What you are asked to do: Below are the records; collect from them each line containing the string "with".

Supplied material:

◆ ◆ ◆

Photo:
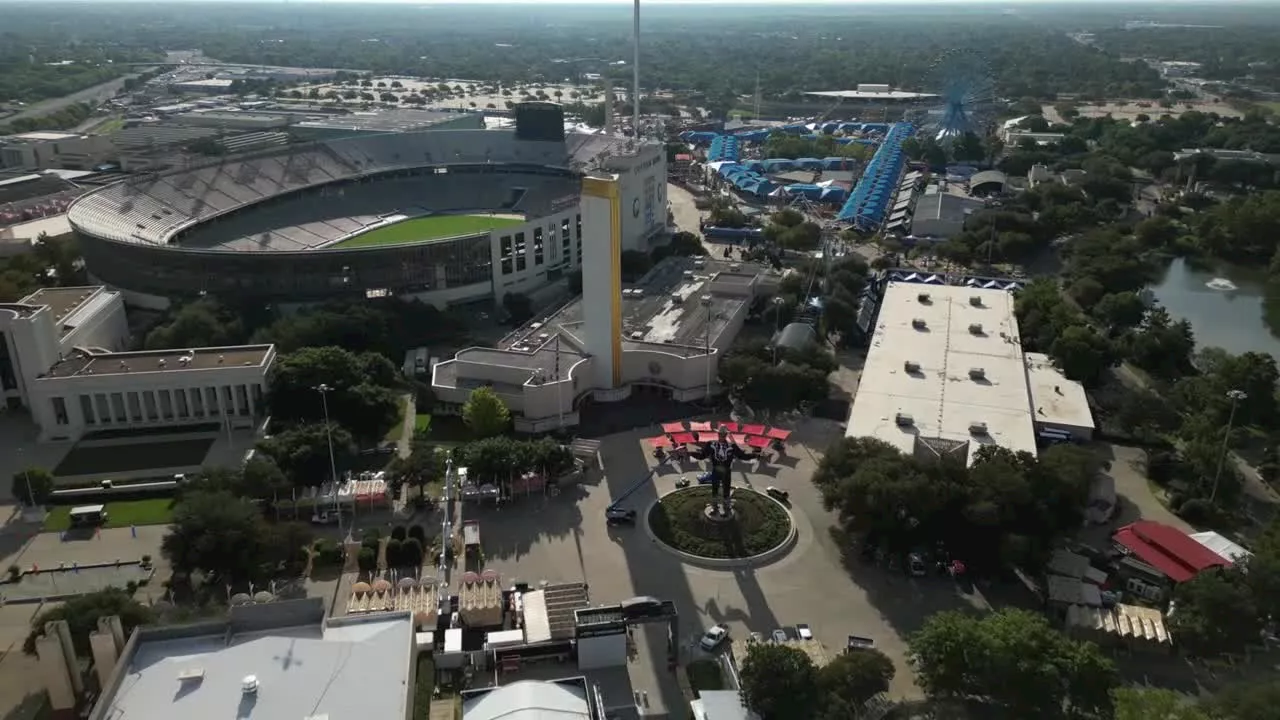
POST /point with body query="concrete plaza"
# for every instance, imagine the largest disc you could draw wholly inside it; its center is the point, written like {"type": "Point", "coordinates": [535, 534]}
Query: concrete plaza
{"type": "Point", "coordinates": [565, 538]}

◆ ◆ ◆

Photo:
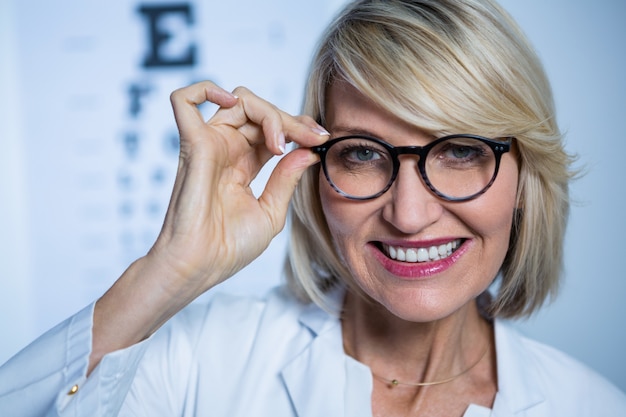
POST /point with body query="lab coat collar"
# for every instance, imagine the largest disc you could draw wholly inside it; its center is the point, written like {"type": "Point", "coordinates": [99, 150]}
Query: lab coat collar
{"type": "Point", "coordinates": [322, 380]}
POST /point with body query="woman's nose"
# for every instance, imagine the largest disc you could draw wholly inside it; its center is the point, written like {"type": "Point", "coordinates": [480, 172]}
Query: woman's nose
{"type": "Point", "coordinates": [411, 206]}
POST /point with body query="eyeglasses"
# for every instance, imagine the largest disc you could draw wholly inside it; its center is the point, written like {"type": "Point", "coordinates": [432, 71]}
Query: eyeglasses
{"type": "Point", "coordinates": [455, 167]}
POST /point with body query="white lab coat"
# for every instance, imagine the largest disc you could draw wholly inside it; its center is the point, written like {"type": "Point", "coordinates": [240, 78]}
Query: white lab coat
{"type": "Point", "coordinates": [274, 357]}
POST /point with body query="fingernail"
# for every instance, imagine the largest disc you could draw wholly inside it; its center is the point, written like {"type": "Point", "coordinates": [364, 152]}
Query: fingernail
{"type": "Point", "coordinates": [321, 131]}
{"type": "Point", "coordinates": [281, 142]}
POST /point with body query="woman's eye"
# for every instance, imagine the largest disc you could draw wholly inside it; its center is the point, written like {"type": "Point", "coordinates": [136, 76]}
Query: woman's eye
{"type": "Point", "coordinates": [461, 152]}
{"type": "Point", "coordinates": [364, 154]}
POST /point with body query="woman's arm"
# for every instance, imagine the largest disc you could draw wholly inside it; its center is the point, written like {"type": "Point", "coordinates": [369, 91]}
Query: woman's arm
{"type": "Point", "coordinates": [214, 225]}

◆ ◆ ◆

Exercise solution:
POST /point with body query="concrete plaza"
POST /point with body query="lab coat collar"
POST /point with body query="woman's nose"
POST /point with body query="eyeglasses"
POST /point with body query="white lab coat"
POST /point with body query="fingernail"
POST /point with body query="woman's eye"
POST /point with body query="woman's arm"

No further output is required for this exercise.